Reproduce the items word for word, from the first line through the line that contains "M30 30L31 42L35", and nothing past it.

● Records supplied

^^^^^^^^^^^^^^^^

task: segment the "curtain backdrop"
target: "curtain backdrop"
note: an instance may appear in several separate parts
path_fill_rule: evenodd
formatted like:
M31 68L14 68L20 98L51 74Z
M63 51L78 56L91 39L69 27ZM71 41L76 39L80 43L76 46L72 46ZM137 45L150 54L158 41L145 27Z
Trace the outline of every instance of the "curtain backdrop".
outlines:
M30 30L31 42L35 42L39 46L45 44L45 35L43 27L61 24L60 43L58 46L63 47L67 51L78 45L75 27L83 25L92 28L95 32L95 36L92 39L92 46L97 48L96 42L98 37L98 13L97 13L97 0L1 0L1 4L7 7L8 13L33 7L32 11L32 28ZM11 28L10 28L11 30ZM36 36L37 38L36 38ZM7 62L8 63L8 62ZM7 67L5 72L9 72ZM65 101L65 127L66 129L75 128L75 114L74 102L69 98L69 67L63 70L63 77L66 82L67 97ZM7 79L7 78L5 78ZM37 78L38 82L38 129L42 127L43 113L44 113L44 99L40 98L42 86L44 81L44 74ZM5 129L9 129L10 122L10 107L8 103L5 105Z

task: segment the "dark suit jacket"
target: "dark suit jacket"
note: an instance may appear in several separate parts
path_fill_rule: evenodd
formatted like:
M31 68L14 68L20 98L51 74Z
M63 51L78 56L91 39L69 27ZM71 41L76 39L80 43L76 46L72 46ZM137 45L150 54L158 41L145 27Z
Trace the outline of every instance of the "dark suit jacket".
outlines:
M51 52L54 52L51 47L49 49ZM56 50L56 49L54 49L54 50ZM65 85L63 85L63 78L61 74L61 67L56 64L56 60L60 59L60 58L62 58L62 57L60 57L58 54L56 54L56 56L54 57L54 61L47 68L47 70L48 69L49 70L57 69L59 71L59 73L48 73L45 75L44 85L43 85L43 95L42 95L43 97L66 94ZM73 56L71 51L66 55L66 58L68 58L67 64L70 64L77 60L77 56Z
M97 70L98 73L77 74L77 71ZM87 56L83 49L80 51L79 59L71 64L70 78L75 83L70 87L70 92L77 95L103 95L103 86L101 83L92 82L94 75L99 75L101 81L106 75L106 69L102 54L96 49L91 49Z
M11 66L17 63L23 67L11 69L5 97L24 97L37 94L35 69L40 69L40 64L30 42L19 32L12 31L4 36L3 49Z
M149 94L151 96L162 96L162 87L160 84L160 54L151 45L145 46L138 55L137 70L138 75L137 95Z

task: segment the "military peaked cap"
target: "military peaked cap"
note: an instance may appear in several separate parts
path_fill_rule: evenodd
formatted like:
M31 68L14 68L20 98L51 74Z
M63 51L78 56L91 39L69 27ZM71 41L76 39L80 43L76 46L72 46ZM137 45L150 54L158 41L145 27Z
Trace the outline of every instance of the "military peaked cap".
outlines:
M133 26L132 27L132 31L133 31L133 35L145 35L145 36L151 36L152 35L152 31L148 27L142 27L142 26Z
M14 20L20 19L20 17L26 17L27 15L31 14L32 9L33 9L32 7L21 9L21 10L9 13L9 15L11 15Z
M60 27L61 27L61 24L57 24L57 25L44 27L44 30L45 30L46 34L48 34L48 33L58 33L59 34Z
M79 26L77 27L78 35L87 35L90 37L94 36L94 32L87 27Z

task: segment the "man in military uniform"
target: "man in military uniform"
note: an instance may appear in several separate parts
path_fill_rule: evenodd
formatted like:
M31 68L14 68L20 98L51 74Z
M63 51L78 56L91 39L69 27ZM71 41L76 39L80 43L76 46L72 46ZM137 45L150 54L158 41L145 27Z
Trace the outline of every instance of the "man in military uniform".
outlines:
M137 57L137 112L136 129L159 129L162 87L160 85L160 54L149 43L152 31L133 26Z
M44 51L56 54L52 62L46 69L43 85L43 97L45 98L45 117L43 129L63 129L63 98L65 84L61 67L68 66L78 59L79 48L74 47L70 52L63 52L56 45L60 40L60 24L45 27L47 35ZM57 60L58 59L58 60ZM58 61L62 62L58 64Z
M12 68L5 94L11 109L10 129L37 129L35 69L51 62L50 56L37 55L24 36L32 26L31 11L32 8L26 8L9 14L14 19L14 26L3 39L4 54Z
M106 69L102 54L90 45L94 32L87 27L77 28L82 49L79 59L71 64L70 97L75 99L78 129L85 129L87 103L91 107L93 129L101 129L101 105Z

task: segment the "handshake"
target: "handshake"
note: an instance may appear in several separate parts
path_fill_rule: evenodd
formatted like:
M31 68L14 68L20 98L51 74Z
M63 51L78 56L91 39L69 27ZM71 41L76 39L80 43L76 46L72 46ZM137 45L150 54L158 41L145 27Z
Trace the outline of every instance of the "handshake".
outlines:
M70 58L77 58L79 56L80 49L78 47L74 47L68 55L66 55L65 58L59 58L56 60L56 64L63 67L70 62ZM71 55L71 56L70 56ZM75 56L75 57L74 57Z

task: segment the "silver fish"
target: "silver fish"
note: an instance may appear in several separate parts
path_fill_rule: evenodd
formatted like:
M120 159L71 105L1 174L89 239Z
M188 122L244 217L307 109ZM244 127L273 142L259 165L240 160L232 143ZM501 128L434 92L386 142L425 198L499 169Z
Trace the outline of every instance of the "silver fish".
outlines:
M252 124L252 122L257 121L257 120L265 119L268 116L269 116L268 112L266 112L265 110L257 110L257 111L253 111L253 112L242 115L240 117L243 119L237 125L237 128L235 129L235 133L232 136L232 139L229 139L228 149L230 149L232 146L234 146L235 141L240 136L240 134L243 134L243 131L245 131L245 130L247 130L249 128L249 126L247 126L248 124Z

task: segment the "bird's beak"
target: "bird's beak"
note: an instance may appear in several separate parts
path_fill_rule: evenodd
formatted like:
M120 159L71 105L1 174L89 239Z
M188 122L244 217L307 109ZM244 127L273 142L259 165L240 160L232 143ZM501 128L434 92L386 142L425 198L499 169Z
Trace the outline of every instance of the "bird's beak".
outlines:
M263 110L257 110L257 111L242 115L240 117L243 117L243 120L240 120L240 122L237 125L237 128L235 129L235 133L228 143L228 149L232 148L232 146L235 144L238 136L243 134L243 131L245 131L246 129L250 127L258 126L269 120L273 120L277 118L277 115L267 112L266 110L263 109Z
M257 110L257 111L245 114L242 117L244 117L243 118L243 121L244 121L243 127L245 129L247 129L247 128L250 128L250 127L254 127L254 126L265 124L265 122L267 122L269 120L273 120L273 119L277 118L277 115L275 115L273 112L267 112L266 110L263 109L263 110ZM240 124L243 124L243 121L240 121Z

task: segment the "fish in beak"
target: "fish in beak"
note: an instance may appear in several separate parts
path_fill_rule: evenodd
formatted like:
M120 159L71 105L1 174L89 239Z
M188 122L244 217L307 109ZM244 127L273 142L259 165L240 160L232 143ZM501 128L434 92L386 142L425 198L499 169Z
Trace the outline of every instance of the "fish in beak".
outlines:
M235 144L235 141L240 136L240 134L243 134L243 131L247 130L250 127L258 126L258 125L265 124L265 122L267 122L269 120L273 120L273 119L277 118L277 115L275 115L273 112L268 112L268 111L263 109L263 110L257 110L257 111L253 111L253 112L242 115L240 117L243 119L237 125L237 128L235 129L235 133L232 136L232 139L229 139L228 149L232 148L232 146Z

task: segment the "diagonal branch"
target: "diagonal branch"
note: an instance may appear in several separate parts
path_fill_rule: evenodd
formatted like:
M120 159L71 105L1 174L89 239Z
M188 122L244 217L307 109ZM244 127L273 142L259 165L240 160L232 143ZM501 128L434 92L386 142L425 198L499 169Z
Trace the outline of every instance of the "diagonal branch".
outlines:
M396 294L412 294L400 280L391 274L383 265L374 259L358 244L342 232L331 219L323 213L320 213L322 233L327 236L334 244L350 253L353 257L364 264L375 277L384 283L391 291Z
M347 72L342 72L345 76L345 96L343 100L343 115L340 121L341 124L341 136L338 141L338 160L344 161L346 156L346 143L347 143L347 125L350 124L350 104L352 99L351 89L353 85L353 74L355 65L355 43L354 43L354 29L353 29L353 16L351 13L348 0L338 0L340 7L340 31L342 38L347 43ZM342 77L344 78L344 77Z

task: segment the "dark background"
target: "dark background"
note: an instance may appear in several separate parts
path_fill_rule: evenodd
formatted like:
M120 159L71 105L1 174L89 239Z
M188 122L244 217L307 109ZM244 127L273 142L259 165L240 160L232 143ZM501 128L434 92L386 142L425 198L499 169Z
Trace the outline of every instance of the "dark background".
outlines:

^^^^^^^^^^^^^^^^

● Reply
task: segment the "curtain backdrop"
target: "curtain backdrop"
note: an instance may appear in several separate parts
path_fill_rule: evenodd
formatted like:
M31 68L14 68L20 98L51 74Z
M63 51L78 56L91 39L69 27ZM71 41L76 39L80 43L76 46L72 46ZM137 45L150 54L158 41L145 27Z
Trace the outline of every instance of the "curtain backdrop".
outlines:
M30 30L31 42L35 42L39 46L45 44L45 35L43 27L61 24L60 43L58 46L63 47L67 51L78 45L75 27L83 25L92 28L95 32L95 36L92 39L92 46L97 48L96 42L98 37L98 13L97 13L97 0L1 0L1 4L7 7L8 13L33 7L32 11L32 28ZM11 28L10 28L11 30ZM36 36L37 38L36 38ZM7 62L8 63L8 62ZM7 67L5 72L9 72ZM65 101L65 127L66 129L75 128L75 114L74 102L69 98L69 67L63 70L63 77L66 82L67 97ZM7 79L7 78L5 78ZM37 78L38 82L38 129L42 127L43 113L44 113L44 99L40 98L42 86L44 81L44 74ZM5 129L9 129L10 122L10 107L8 103L5 105Z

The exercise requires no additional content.